** Что нужно сделать **
1: На каком этаже, по словам бабушки из рассказа о старушке, она живёт?
2: Напишите, что было дальше в рассказе о старушке, начиная сразу после последней фразы.

** Фрагмент текста **

▼▼▼

Но тут действительно иду и вижу: вдалеке мечется бабка. Вот до неё ещё один квартал топать, а я уже понимаю, что мечется она по мою душу. Так бывает. К примеру, идёшь по улице с собакой и краем глаза замечаешь мужика, которому хочется с кем-нибудь поссориться. И вдруг будто луч в голову: ссориться сейчас из всего людского потока он будет непременно с тобой. И точно, проходишь мимо и слышишь от него в спину: «Шляются с псинами...» Ну и понеслось...

А тут бабуля никак дорогу перейти не может. Прямо как в «О чём говорят мужчины»: «Бабушку перевести через дорогу – всегда хорошо». Но никто из прохожих её почему-то не видит. А мне-то делать нечего – бери и води старушек через дороги, я ж всё равно с ребёнком гуляю.

Я её спрашиваю: «Вам помочь?» А она отвечает: да, мол, я ж ничего не вижу, дорога разбитая, боюсь споткнуться, домой надо, в туалет хочу. Показывает дом – ещё через квартал, типа там она живёт. Но до парадной её доводить не надо – только до двора. Ну я коляску – в одну руку, бабку – в другую. Привела к дому, а она оборачивается вокруг и произносит: «Что-то я подъезда не узнаю... Живу я на четвёртом этаже. Мне бы только до лифта дойти, а у квартиры дочка уже встретит».

▲▲▲

** Исходные данные **

▼▼▼

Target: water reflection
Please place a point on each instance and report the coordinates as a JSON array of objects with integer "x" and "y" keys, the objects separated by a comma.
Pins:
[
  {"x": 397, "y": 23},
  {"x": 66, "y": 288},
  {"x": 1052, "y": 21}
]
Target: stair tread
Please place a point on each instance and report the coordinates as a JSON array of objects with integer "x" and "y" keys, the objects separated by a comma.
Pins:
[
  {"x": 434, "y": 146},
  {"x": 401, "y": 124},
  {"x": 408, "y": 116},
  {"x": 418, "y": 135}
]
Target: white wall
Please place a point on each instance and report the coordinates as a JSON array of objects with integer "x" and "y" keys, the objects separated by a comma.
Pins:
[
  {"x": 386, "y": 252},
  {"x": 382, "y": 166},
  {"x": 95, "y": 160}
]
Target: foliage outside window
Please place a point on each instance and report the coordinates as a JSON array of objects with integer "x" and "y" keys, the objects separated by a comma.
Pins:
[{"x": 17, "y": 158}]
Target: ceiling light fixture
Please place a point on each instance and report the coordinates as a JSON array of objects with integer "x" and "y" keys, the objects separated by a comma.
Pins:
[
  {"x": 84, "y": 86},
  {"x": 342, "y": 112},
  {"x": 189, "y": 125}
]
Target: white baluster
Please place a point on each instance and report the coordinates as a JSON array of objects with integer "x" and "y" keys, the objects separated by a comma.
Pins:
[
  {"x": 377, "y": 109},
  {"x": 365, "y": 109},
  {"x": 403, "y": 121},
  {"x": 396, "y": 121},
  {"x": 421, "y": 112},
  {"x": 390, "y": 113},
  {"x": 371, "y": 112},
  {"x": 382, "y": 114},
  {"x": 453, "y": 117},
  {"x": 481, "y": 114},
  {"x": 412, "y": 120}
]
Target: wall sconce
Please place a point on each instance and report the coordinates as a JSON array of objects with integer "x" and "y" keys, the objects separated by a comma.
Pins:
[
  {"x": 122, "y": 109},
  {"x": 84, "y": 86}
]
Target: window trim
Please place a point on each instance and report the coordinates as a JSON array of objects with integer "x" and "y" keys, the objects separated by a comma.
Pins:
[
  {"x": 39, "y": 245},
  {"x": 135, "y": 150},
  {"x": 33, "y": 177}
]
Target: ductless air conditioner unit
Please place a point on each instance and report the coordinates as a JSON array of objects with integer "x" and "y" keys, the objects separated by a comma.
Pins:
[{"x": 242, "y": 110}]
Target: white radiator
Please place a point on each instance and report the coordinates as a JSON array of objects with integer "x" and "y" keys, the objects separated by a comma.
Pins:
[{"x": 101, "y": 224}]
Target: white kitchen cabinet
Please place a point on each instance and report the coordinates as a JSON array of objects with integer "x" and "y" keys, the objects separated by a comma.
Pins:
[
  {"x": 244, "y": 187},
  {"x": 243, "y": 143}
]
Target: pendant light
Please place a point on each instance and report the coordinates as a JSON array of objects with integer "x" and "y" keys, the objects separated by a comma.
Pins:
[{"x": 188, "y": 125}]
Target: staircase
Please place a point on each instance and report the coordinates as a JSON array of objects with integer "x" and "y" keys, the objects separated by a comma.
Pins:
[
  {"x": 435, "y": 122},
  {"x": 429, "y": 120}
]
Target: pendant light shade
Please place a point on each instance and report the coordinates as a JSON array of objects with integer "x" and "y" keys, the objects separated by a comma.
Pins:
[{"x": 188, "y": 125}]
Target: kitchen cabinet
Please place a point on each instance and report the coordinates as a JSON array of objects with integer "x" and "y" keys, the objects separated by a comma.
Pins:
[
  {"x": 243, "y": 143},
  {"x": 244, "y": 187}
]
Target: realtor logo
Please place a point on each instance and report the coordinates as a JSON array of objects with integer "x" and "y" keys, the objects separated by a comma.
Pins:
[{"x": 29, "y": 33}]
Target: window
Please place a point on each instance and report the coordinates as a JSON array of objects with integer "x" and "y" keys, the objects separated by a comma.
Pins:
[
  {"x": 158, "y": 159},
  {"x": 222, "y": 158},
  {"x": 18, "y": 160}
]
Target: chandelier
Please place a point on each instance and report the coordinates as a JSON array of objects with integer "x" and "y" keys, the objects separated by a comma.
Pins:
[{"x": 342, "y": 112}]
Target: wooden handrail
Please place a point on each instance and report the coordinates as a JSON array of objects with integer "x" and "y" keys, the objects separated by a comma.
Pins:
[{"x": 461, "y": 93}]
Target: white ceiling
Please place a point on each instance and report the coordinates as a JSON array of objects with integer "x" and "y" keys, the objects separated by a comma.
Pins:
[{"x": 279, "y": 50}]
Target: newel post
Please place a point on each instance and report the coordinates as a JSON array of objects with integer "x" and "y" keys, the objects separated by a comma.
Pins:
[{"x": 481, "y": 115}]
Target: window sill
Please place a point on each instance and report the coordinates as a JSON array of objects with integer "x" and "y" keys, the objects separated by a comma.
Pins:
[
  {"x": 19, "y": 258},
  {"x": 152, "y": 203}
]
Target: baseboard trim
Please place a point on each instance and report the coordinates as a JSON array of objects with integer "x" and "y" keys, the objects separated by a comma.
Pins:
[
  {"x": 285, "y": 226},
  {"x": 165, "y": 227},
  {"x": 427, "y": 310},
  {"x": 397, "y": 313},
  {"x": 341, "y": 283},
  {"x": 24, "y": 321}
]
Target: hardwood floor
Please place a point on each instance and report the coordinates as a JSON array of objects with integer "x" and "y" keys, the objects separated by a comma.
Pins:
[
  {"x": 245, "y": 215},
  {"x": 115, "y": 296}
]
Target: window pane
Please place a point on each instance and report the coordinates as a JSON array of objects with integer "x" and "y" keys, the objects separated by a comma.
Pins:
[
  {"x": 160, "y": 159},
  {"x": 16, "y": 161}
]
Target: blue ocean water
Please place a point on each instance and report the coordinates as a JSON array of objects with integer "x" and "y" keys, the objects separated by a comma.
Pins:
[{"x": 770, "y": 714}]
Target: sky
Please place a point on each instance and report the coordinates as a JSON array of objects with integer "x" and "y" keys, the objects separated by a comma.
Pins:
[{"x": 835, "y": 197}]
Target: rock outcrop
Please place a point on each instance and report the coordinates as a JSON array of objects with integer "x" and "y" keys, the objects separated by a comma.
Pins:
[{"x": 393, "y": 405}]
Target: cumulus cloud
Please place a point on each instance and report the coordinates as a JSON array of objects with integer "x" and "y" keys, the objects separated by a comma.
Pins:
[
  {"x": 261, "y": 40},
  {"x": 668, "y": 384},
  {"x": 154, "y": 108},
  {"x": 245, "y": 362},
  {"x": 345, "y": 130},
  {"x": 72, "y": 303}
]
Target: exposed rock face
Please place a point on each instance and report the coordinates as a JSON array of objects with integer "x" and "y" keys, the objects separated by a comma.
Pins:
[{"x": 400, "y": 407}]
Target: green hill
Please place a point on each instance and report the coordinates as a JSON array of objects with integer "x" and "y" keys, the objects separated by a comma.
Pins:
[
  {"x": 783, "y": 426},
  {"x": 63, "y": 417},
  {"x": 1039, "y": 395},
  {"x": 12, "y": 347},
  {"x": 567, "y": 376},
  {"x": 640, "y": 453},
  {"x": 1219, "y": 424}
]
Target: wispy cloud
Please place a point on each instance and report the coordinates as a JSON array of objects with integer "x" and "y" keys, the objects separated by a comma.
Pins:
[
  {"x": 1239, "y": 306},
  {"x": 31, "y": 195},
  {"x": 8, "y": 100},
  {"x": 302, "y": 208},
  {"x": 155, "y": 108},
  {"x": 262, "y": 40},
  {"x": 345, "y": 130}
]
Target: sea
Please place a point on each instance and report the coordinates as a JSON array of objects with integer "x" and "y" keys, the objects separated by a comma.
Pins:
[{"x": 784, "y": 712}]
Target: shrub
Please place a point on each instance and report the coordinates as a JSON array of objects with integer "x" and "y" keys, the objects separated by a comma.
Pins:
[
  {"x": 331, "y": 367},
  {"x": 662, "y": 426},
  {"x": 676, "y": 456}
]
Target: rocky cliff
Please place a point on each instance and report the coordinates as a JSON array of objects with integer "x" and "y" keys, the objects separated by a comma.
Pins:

▲▲▲

** Ответы **
1: На четвёртом этаже.

2:
Я и присела. Стоим-то мы возле старенькой панельной пятиэтажки, где лифта и в помине не было, в не очень хорошо знакомом районе. Как же говорю, бабуля, вы на лифте ездите в пятиэтажке? Точно здесь живёте? Бабушка с сомнением так произносит: «Точно где-то здесь живу... Два месяца назад дочка из Архангельска перевезла, прописала здесь. Я вышла погулять...»

И тут выясняется, что пенсионерка не только подъезда своего не видит, но и не знает номера дома. В её карманах нет телефона, нет паспорта, нет никакой бумажки с адресом. И вот я, такая добрая женщина, стою посреди незнакомой местности с незнакомой бабкой под мышкой и коляской, в которой мой тревожный ребёнок начинает покрякивать.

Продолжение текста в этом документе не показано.